### Task prompt
Render this sentence from the "In a woke bubble" post in French: "I see an acquaintance in the street, a person I’ve met once before."

### Passage shown

##############################

Hey, I'm Zinzy, a diarist and designer from Amsterdam working in healthcare technology. This website is a home for soft stances, lived experiences, and critical notes on the things I hold dear. I've been yelling at Internet clouds since 1997.

In a woke bubble

I see an acquaintance in the street, a person I’ve met once before. They and Anja have known each other in passing for decades. “Here’s Zinzy”, they say to their partner, “I met her at the thing.”

The thing was a premiere for a documentary about a Dutch 70s solidarity movement of Jews who helped Soviet Jews escape a life of exclusion and discrimination. I had been at the thing with Anja and my delightful mother-in-law, who likes to recount the time she went to Russia to save the Jews from the Soviets.

“You had that great question then, remember?” the acquaintance says. I do remember. Their answer at the time had been “you may be interested in the workshop I’m giving on how to defend Israel”. My question that evoked it:

“How can I help people refrain from antisemitism in their critique of Israel?”

I suspect Anja was the only one in the room that night who understood what I was asking. Maybe it’s the heat, maybe it’s nice to feel fewer eyes looking at the only Black person in the room, but I feel this random encounter in the street is an opportunity to correct the original misinterpretation.

“I don’t know many people who are appreciative of Israel right now” I say, “but I’m bothered by how easily people mix antisemitism in with their political criticism”. The acquaintance turns to their partner.

“Ah yes, she’s in a woke bubble.”

Their face didn’t display disgust per se. Rather, what I read was the toxic optimism a conservative Christian mother may deploy when telling her gay son that she doesn’t hate him, just what he does. I’m not enough of an activist to have strong feelings about the word “woke”, though I’m aware of its meaning changing over time.

“I don’t know many Jews who are appreciative of Israel right now”, is what I should have said. It’s true, but saying that would be like outing someone.

As the world topples evermore upside down, far right politicians deeming themselves protagonists in the fight against antisemitism, I’m fascinated by the divergent meanings of the word “Israel”.

##############################

### Raw data
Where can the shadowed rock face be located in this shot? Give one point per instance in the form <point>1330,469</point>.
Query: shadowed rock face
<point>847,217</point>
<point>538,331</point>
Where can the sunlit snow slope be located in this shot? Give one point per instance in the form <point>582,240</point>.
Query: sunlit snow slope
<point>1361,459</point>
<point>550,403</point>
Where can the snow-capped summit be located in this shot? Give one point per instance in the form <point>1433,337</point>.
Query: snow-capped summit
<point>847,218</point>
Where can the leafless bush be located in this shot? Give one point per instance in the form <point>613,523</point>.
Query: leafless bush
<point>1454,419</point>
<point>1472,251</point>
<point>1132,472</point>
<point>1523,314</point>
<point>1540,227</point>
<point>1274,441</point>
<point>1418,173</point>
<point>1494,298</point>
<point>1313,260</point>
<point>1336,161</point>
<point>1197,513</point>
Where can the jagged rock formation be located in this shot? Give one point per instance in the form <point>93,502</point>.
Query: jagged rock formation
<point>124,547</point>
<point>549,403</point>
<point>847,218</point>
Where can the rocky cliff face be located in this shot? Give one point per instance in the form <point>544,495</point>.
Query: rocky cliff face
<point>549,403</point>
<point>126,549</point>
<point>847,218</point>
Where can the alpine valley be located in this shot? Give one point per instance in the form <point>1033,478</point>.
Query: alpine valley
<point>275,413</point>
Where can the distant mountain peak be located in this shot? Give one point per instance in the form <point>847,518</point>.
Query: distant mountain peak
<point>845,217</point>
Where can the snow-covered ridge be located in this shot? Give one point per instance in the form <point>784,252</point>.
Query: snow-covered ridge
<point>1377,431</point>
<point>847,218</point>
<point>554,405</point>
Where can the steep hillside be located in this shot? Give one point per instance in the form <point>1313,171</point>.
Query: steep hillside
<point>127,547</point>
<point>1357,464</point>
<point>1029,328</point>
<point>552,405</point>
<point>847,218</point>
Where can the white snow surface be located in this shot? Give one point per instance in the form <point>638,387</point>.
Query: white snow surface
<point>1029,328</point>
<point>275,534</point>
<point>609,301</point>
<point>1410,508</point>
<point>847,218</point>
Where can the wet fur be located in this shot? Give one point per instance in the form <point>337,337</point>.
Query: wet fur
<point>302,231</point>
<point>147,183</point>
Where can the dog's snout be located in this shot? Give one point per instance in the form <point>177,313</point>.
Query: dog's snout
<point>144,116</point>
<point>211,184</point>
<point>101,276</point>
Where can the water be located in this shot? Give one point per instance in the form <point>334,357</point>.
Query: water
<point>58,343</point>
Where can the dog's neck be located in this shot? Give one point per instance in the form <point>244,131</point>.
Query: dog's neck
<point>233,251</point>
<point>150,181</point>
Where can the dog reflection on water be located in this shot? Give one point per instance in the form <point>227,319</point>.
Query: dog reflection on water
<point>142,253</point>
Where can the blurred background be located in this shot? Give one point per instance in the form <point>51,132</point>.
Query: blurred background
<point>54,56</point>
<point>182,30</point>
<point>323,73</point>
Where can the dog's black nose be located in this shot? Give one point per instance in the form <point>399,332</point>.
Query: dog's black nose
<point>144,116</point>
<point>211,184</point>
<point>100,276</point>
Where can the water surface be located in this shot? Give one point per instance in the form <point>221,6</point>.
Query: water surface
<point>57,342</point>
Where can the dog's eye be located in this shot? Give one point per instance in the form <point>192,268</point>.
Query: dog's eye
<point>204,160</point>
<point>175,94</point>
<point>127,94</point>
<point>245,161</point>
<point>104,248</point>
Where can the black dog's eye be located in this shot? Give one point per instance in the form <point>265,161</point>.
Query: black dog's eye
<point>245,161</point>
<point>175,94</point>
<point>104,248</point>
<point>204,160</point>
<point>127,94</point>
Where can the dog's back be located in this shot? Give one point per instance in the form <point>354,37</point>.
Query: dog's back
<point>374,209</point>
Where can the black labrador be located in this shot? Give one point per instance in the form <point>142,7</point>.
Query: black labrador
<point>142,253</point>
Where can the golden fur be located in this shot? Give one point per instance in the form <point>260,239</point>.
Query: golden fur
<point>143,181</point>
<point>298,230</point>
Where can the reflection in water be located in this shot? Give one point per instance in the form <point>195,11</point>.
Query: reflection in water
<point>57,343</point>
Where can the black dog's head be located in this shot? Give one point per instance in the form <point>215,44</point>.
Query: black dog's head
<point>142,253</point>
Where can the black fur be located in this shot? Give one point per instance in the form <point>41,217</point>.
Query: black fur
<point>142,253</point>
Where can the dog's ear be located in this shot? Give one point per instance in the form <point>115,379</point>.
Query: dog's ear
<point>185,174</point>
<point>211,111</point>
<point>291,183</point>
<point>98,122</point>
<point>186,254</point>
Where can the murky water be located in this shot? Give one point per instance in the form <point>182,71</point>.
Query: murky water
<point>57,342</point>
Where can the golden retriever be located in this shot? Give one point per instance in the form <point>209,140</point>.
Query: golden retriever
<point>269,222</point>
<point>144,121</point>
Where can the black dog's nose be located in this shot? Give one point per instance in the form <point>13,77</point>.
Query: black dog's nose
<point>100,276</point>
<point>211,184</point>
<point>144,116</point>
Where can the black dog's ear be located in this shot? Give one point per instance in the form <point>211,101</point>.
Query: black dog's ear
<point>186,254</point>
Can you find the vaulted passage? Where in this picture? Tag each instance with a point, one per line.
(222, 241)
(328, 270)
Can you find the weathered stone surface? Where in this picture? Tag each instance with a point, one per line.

##############################

### Answer section
Je vois une connaissance dans la rue, une personne que j’ai déjà rencontrée une fois.